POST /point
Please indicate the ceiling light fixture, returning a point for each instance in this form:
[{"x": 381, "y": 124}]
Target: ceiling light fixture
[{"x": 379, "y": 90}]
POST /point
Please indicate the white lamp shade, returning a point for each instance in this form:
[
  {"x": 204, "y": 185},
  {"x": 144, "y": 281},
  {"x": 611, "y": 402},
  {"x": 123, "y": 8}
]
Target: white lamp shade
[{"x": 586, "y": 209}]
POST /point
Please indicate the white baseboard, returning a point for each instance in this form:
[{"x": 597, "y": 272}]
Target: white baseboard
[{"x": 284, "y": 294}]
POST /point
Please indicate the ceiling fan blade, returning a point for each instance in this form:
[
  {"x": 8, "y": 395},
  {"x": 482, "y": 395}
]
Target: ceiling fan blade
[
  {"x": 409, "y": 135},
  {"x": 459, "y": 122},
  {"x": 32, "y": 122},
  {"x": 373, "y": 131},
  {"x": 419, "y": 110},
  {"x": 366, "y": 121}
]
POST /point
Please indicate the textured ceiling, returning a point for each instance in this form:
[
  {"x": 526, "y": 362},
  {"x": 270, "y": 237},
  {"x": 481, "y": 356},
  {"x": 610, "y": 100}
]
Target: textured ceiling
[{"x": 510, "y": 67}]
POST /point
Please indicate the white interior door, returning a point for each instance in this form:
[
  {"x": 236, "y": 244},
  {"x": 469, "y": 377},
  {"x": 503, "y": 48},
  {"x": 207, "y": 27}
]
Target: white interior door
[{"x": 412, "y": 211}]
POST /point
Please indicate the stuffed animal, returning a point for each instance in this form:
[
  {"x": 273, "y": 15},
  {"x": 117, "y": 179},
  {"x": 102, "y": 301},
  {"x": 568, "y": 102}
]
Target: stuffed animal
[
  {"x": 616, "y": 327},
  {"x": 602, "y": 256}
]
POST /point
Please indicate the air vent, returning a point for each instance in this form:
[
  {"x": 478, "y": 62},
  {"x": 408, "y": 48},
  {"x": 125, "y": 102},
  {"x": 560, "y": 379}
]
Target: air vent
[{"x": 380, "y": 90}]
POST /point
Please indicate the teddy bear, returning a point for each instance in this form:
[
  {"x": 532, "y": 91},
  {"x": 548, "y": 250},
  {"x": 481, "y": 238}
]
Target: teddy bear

PROBLEM = Would you transcribe the listing word for word?

THE ANSWER =
POST /point
Please indicate the ceiling light fixture, returning a point for each instance in this form:
[{"x": 381, "y": 124}]
Target: ceiling light fixture
[{"x": 379, "y": 90}]
POST /point
Please indicate the white lamp shade, returning a point for each instance in this form:
[
  {"x": 204, "y": 185},
  {"x": 144, "y": 281},
  {"x": 611, "y": 402},
  {"x": 123, "y": 8}
]
Target: white lamp shade
[{"x": 586, "y": 209}]
POST /point
Please indicate the white baseboard, returning a point for each instance in this form:
[{"x": 597, "y": 272}]
Target: white baseboard
[{"x": 284, "y": 294}]
POST /point
Please indicate the ceiling fan blade, returning a point for each instance in this form:
[
  {"x": 8, "y": 395},
  {"x": 482, "y": 395}
]
Target: ceiling fan blade
[
  {"x": 409, "y": 135},
  {"x": 459, "y": 122},
  {"x": 32, "y": 122},
  {"x": 373, "y": 131},
  {"x": 419, "y": 110},
  {"x": 366, "y": 121}
]
POST /point
Please indicate the textured ceiling, returning a point for each instance in this form:
[
  {"x": 526, "y": 362},
  {"x": 270, "y": 237},
  {"x": 481, "y": 356},
  {"x": 610, "y": 100}
]
Target: textured ceiling
[{"x": 510, "y": 67}]
POST /point
Please indicate the white interior door, returning a point for each instance in this form:
[
  {"x": 236, "y": 244},
  {"x": 469, "y": 377},
  {"x": 503, "y": 48},
  {"x": 207, "y": 27}
]
Target: white interior door
[{"x": 412, "y": 211}]
POST /point
Please indicate the stuffed animal, returning a point for each instance in this form:
[
  {"x": 273, "y": 15},
  {"x": 117, "y": 179},
  {"x": 102, "y": 301},
  {"x": 568, "y": 102}
]
Target: stuffed animal
[
  {"x": 616, "y": 327},
  {"x": 602, "y": 256}
]
POST /point
Please indicate the air vent, returning a point for each instance in this form:
[
  {"x": 478, "y": 62},
  {"x": 408, "y": 48},
  {"x": 125, "y": 102},
  {"x": 560, "y": 379}
]
Target: air vent
[{"x": 380, "y": 90}]
POST /point
Please indicate the teddy bear, returning a point for each instance in this form:
[
  {"x": 532, "y": 91},
  {"x": 548, "y": 250},
  {"x": 481, "y": 238}
]
Target: teddy bear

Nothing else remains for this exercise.